Keeping every character in place, output all the data.

----------

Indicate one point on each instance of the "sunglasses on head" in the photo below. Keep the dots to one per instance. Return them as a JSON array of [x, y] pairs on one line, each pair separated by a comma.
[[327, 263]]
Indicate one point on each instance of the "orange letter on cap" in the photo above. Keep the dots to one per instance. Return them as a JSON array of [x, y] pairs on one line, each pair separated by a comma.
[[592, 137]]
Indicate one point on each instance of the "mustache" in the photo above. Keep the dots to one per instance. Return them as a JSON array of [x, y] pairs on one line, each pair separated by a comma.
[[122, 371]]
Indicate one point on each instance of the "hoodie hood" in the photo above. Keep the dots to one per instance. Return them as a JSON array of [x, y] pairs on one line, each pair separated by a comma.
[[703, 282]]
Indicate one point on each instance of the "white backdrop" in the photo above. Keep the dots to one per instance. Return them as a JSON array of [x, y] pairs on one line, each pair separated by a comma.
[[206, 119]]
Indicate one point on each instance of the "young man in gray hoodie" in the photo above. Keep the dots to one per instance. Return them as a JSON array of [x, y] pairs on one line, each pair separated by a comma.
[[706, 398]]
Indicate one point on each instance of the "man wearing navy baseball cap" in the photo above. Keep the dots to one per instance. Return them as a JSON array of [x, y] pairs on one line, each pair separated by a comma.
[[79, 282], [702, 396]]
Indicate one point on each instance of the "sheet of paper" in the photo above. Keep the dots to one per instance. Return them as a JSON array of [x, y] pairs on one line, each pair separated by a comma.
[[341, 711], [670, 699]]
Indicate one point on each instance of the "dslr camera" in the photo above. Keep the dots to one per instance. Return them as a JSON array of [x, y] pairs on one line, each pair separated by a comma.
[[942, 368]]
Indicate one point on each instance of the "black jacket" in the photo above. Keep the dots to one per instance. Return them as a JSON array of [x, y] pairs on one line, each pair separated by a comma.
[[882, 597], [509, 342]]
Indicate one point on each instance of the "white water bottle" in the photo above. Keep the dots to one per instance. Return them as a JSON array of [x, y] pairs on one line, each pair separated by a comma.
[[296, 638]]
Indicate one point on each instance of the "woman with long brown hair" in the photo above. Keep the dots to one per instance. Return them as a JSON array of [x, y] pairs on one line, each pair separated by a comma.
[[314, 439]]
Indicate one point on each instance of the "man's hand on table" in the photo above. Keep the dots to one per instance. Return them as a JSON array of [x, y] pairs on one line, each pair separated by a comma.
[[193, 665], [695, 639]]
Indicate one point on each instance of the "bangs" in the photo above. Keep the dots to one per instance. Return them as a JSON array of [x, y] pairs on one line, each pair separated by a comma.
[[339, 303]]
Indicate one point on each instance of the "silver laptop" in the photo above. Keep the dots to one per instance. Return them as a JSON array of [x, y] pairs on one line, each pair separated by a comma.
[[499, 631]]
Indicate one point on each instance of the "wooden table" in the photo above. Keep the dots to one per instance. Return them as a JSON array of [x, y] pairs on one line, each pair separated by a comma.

----------

Solution to the problem ->
Indicate one point on each instance of the "sunglasses on head" in the photo below. Keep the dots to one per instance. Return them as a JSON array of [x, y] pairs on one line, each pair separated by a comma.
[[327, 263]]
Indicate one point on each instance of the "orange letter on cap" in the photo above. Keep the dots to one per instance. Return them as a JSON array of [x, y] pairs on one line, each pair separated by a comma.
[[592, 137]]
Indicate one point on each instance of the "mustache" in the photo above. Keep the dots to one per instance. Return them as a JSON array of [x, y] pairs on one line, each pair separated by a comma.
[[122, 371]]
Indicate one point on each instance of the "hoodie hood" in the photo above. Keep the dots to one per instance. Return them as a JSON array of [x, y] pairs on one line, each pair separated by a comma.
[[703, 282]]
Indicate one point on each instance of the "white backdrop" in the photo above. Keep the dots to one per instance. Return them as a JSON array of [x, y] pairs on one line, each pair separated by a comma.
[[206, 119]]
Indicate one point on each instance of the "young man in gray hoodie" in the photo above. Keep the dots to one per instance. Return them as a JSON array of [x, y] pairs on one line, each pair separated by a comma.
[[706, 398]]
Indicate one point on each instance of the "man wearing navy baseball cap" in the photo above. Keep the dots to one per instance. Return them as a JSON array of [x, y] pairs on one line, each pair separated by a comma.
[[79, 282], [702, 396]]
Indicate one point on each instance of the "sheet of paper" in the photo above. Keep the dots to one per instance. Return them as a JSON array of [x, y] pairs on one line, each pair separated by a comma.
[[341, 711], [670, 699]]
Indicate one point on each instance of the "dslr camera" in the photo above. Keep the dots to one per instance. Return them as a JSON array of [x, y] pairs on one line, each pair separated by a comma.
[[942, 368]]
Indicate one point on each instance of the "black jacket" in the photo above. Keep the dots to one per instance. Return them as a JSON array of [x, y] pairs on one line, each pair separated by a comma.
[[882, 597], [509, 342]]
Indicate one point on each instance of the "white water bottle" in the photo above. Keep the dots to one per instance. Return them as a JSON array of [x, y] pairs on one line, each pair separated by a comma.
[[296, 638]]
Indicate one point on each instance of the "woman with long brown hair" in the photo above. Keep the dots to one per instance. Return them as a JSON array of [x, y] pairs on one line, each pair separated by a comma.
[[314, 439]]
Indicate one point on each instance of the "man's hand on table" in the photo above. Keep the dots to one per instance. Return them as a JSON array of [x, y] pairs on one line, each pair separated by a comma.
[[193, 665], [695, 639]]
Indicate one point on each instance of the "bangs" in the photo above. Keep the dots to one per instance. Return them as a JSON array of [x, y] pairs on one line, each pair separated by a comma.
[[339, 303]]
Indicate one point on each instance of the "silver laptop" in the photo above. Keep the dots to one per instance. Return them as a JSON array of [x, y] pairs on one line, each pair separated by a comma.
[[499, 631]]
Indicate one point on each instance of the "wooden table" in the photo above. Keep the dots to one per instance. Return them as a JSON array of [x, y] pairs on one line, each pair separated by a comma.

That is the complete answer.